__WRITTEN EXERCISE__
The records are to be restated in their entirety, word for word.

====== ENTRIES SUPPLIED ======

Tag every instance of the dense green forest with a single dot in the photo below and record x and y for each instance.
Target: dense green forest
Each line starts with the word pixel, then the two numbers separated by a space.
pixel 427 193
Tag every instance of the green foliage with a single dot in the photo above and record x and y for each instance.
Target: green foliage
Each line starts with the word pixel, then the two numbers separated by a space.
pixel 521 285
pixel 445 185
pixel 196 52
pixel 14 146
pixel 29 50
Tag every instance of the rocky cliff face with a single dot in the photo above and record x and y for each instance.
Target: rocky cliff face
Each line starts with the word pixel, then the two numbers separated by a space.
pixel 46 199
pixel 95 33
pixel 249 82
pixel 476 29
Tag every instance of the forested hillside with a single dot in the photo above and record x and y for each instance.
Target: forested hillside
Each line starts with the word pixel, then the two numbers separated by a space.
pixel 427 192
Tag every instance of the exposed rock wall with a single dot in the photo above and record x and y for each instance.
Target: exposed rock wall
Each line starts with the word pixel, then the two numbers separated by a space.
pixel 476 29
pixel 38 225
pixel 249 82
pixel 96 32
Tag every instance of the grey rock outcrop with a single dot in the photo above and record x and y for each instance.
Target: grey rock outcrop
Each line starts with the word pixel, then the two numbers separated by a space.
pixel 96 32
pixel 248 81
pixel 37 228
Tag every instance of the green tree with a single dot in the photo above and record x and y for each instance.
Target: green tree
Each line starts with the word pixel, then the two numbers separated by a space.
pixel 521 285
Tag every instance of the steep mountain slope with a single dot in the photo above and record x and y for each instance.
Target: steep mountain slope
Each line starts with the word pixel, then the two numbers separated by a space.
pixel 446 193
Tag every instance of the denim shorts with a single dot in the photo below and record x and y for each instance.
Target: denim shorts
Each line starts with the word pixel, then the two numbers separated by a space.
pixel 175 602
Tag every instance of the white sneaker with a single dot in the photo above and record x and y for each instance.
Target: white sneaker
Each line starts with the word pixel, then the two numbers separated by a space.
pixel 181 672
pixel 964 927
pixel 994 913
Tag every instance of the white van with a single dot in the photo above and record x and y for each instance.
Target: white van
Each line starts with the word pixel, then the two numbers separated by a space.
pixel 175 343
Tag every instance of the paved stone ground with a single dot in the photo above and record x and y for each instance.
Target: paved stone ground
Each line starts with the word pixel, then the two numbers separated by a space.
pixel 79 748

======

__THE SOLUTION__
Tag every instance of the dense green forest with a single dot in the photo below and record x and y for each instance.
Target: dense green forest
Each line starts with the word pixel, then the two numbers separated by a space.
pixel 427 193
Tag every instance of the green foliage with a single dot in the photo above and record x and y for each instance.
Target: green foliage
Each line starts with the word pixel, then the two numbers separated by a space.
pixel 521 285
pixel 445 185
pixel 196 52
pixel 14 146
pixel 29 50
Tag every instance of the rocky cliff face with a single dot in the photo above and record x and y for each instance.
Target: rocky cliff face
Each line starts with the word pixel, then the two numbers separated by a space.
pixel 46 199
pixel 95 33
pixel 249 82
pixel 476 29
Tag every instance of the forested hillside with a single dot in the photo above and record x and y for each instance.
Target: forested hillside
Each line starts with the word pixel, then the two numbers separated by a space.
pixel 427 192
Tag every instance of the exposed rock wall with a single dot in the photo above and record x and y for each instance.
Target: exposed rock wall
Each line starts with the word pixel, then the two numbers separated by a space.
pixel 476 29
pixel 38 225
pixel 249 82
pixel 96 32
Tag every instance of the grey rock outcrop with a single dot in the photo above and record x and y for each instance.
Target: grey rock outcrop
Each line starts with the word pixel, then the two numbers separated by a space.
pixel 96 32
pixel 248 81
pixel 37 228
Tag every instance of the green tree with a single dot in the photo above and record x and y for each instance.
Target: green tree
Each line starts with the word pixel, then the two numbers separated by a space.
pixel 521 285
Tag every instance of the steep mountain slope with a single dot in the photo above and record x and y for each instance.
Target: steep mountain slope
Each line starts with the word pixel, then the two numbers separated by a space.
pixel 446 193
Tag every instance of the denim shorts with a single dot in the photo below and record x and y for each instance.
Target: denim shorts
Each line starts with the word pixel, then the two numbers separated by a space.
pixel 175 602
Tag every instance of the white sneaker with a single dot in the photo above and record x and y for each instance.
Target: white sneaker
Each line starts with the word pixel, then the two numbers separated by a space.
pixel 181 672
pixel 964 927
pixel 994 913
Tag every instance of the white van with a single dot in the photo above and record x and y for each instance.
Target: white van
Each line starts with the word pixel, then the two numbers separated by a space.
pixel 175 343
Tag every instance of the paved stone ground with a single dot in the photo above and record x and y for each instance.
Target: paved stone ground
Each line starts with the word pixel, then the two numbers separated by a space.
pixel 79 748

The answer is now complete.